**Task to carry out**
Lay out the rows from the line containing "Target: blonde woman" through the line containing "x=1157 y=389", both included, as a numbered list with blank lines omitted.

— Begin —

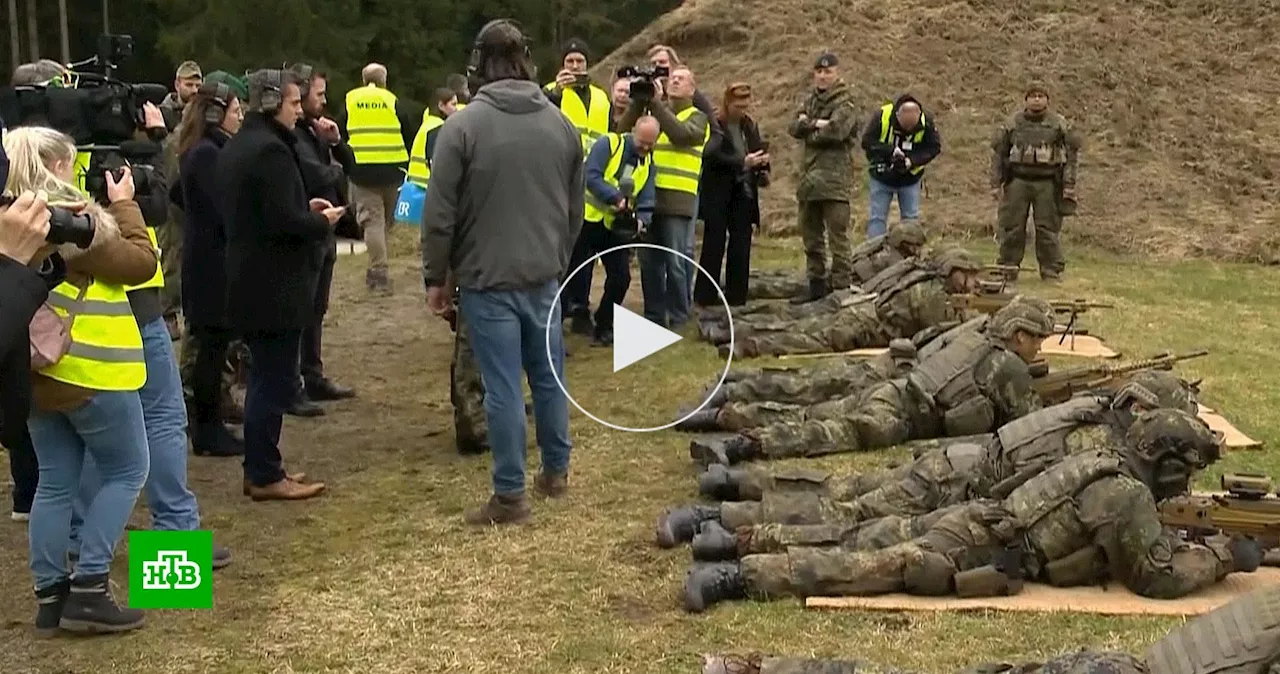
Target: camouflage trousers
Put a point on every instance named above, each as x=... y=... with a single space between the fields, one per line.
x=775 y=284
x=960 y=539
x=886 y=415
x=850 y=328
x=466 y=394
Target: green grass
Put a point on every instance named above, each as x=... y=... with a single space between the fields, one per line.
x=382 y=576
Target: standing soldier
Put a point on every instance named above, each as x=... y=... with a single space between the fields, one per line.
x=1033 y=165
x=827 y=125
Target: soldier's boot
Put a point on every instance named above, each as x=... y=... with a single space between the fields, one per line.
x=712 y=583
x=723 y=450
x=817 y=290
x=722 y=484
x=731 y=664
x=680 y=525
x=49 y=608
x=713 y=542
x=91 y=609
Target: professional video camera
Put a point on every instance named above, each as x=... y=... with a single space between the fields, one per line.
x=641 y=78
x=100 y=113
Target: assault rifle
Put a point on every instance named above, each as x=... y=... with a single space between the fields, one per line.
x=1248 y=507
x=1059 y=386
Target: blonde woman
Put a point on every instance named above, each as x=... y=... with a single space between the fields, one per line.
x=87 y=402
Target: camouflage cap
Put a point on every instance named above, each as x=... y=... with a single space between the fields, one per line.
x=1171 y=432
x=909 y=233
x=1024 y=316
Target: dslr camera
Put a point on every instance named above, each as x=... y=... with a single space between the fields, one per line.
x=641 y=79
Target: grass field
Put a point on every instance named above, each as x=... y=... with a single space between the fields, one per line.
x=382 y=576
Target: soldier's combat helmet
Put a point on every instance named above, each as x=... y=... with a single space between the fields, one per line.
x=906 y=234
x=1033 y=317
x=1165 y=446
x=1157 y=389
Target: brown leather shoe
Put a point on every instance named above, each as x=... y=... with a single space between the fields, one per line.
x=499 y=510
x=296 y=477
x=286 y=490
x=552 y=486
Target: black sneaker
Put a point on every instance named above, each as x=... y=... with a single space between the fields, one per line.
x=91 y=609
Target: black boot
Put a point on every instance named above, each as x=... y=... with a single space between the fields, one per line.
x=92 y=610
x=712 y=583
x=679 y=526
x=723 y=450
x=817 y=290
x=49 y=608
x=714 y=542
x=720 y=484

— End —

**Output of the task**
1. Target: blonde woman
2. Put a point on every instance named above, each as x=... y=... with a single space between the fields, one per line.
3. x=87 y=402
4. Target: camouflage cap
5. Put a point on every instance named above, each as x=... y=... with a single space between the fields, one per line.
6. x=1171 y=432
7. x=909 y=233
8. x=1024 y=316
9. Target: dslr camera
10. Put a point on every instance named above, each as x=... y=... with a single space between the fields, one per line.
11. x=641 y=79
12. Target: grass field
13. Put a point on every instance named above, each as x=... y=... with a single space between the fields, one per line.
14. x=382 y=576
15. Target: soldier's combat helmet
16. Put a point on every instance named above, each as x=... y=... with a single space between the fields, one per line.
17. x=906 y=234
18. x=1033 y=317
19. x=1165 y=446
20. x=1157 y=389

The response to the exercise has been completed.